Records for the task:

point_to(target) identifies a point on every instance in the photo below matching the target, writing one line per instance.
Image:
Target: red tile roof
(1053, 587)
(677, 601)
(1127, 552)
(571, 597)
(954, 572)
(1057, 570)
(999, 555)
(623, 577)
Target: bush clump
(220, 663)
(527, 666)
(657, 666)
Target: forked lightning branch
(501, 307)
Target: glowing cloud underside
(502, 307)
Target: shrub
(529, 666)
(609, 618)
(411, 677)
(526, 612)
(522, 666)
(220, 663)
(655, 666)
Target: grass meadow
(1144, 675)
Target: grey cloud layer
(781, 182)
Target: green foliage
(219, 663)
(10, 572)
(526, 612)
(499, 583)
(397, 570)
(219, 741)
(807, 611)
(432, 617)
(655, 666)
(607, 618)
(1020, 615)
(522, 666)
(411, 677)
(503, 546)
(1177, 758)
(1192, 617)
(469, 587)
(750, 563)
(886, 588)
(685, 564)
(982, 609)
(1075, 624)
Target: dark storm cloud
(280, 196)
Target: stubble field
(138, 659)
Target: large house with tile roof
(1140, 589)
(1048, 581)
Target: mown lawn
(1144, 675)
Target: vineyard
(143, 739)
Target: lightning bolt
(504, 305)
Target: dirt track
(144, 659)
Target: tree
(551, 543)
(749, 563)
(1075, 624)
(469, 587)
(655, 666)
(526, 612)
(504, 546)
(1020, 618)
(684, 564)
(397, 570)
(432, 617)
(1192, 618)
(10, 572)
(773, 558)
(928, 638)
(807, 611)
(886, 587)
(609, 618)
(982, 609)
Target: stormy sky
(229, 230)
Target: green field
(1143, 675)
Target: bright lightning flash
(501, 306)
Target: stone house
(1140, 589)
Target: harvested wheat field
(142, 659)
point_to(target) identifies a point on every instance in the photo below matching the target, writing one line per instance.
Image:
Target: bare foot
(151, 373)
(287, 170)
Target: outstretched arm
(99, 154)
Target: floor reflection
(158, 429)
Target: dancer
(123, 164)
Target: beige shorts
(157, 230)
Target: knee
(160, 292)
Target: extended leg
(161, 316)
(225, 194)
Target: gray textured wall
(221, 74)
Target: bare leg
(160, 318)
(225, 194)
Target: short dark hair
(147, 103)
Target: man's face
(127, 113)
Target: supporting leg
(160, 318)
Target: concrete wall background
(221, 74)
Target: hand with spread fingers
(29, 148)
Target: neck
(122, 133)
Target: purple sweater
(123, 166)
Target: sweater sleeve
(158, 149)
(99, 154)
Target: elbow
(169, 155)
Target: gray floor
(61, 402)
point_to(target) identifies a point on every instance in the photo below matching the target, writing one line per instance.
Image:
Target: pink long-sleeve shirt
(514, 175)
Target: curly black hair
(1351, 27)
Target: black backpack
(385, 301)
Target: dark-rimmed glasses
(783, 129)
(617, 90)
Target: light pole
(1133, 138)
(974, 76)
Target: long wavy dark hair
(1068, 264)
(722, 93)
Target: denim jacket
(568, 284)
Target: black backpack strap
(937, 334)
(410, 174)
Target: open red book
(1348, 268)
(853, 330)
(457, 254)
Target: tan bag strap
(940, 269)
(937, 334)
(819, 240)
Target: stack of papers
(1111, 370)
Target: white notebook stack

Aim of the task: Please render each line of the data above as a numbered list, leaving out any blank lines.

Task response:
1. point_to(target) identifies a point on every instance in the photo below matching the target, writing one line per instance.
2. Image:
3. Target: red tile roof
4. (1053, 587)
5. (677, 601)
6. (1127, 552)
7. (571, 597)
8. (954, 572)
9. (1057, 570)
10. (999, 555)
11. (623, 577)
12. Target: bush clump
13. (220, 663)
14. (527, 666)
15. (657, 666)
16. Target: forked lightning branch
17. (501, 307)
18. Target: glowing cloud underside
19. (502, 307)
20. Target: shrub
21. (529, 666)
22. (609, 618)
23. (411, 677)
24. (526, 612)
25. (522, 666)
26. (220, 663)
27. (655, 666)
28. Target: grass meadow
29. (1144, 675)
30. Target: grey cloud layer
31. (781, 182)
32. Target: green foliage
33. (219, 663)
34. (10, 572)
35. (526, 612)
36. (499, 583)
37. (397, 570)
38. (219, 741)
39. (807, 611)
40. (432, 617)
41. (655, 666)
42. (607, 618)
43. (1020, 615)
44. (522, 666)
45. (411, 677)
46. (503, 546)
47. (1177, 758)
48. (1192, 617)
49. (469, 587)
50. (750, 563)
51. (886, 588)
52. (685, 564)
53. (982, 609)
54. (1075, 624)
55. Target: dark storm cloud
56. (280, 196)
57. Target: stubble field
58. (138, 659)
59. Target: large house with tile roof
60. (1140, 589)
61. (1048, 581)
62. Target: mown lawn
63. (1144, 675)
64. Target: vineyard
65. (143, 739)
66. Target: lightning bolt
67. (504, 305)
68. Target: dirt track
69. (144, 659)
70. Target: tree
71. (551, 543)
72. (749, 563)
73. (1075, 624)
74. (469, 587)
75. (655, 666)
76. (526, 612)
77. (504, 546)
78. (1020, 618)
79. (684, 564)
80. (397, 570)
81. (432, 617)
82. (1192, 618)
83. (10, 572)
84. (773, 558)
85. (928, 638)
86. (807, 611)
87. (886, 587)
88. (609, 618)
89. (982, 609)
90. Target: stormy sky
91. (229, 230)
92. Target: green field
93. (1143, 675)
94. Target: bright lightning flash
95. (501, 306)
96. Target: stone house
97. (1140, 589)
98. Target: harvested wheat field
99. (142, 659)
100. point_to(target) identifies a point on every instance in the photo below matching the target, writing one line per instance.
101. Image:
102. Target: bare foot
103. (151, 373)
104. (287, 170)
105. Target: outstretched arm
106. (99, 154)
107. Target: floor reflection
108. (158, 429)
109. Target: dancer
110. (123, 164)
111. Target: beige shorts
112. (157, 230)
113. Target: knee
114. (160, 292)
115. Target: extended leg
116. (161, 316)
117. (225, 194)
118. Target: gray textured wall
119. (221, 74)
120. Target: bare leg
121. (160, 318)
122. (225, 194)
123. Target: short dark hair
124. (147, 103)
125. Target: man's face
126. (127, 113)
127. Target: supporting leg
128. (160, 318)
129. Target: concrete wall background
130. (221, 74)
131. Target: hand with spread fingers
132. (29, 148)
133. Target: neck
134. (122, 133)
135. Target: purple sweater
136. (123, 166)
137. Target: sweater sleeve
138. (158, 149)
139. (99, 154)
140. Target: elbow
141. (169, 155)
142. Target: gray floor
143. (61, 402)
144. point_to(target) identifies a point on every instance in the photo below matching the target, writing one line per instance.
145. Image:
146. Target: pink long-sleeve shirt
147. (514, 175)
148. Target: curly black hair
149. (1351, 27)
150. Target: black backpack
151. (385, 301)
152. Target: dark-rimmed glasses
153. (783, 129)
154. (617, 90)
155. Target: light pole
156. (1133, 138)
157. (974, 76)
158. Target: long wavy dark hair
159. (1068, 264)
160. (722, 93)
161. Target: denim jacket
162. (568, 284)
163. Target: black backpack strap
164. (937, 334)
165. (410, 174)
166. Target: open red book
167. (1348, 268)
168. (853, 330)
169. (457, 254)
170. Target: tan bag strap
171. (940, 269)
172. (937, 334)
173. (819, 240)
174. Target: stack of papers
175. (1111, 370)
176. Target: white notebook stack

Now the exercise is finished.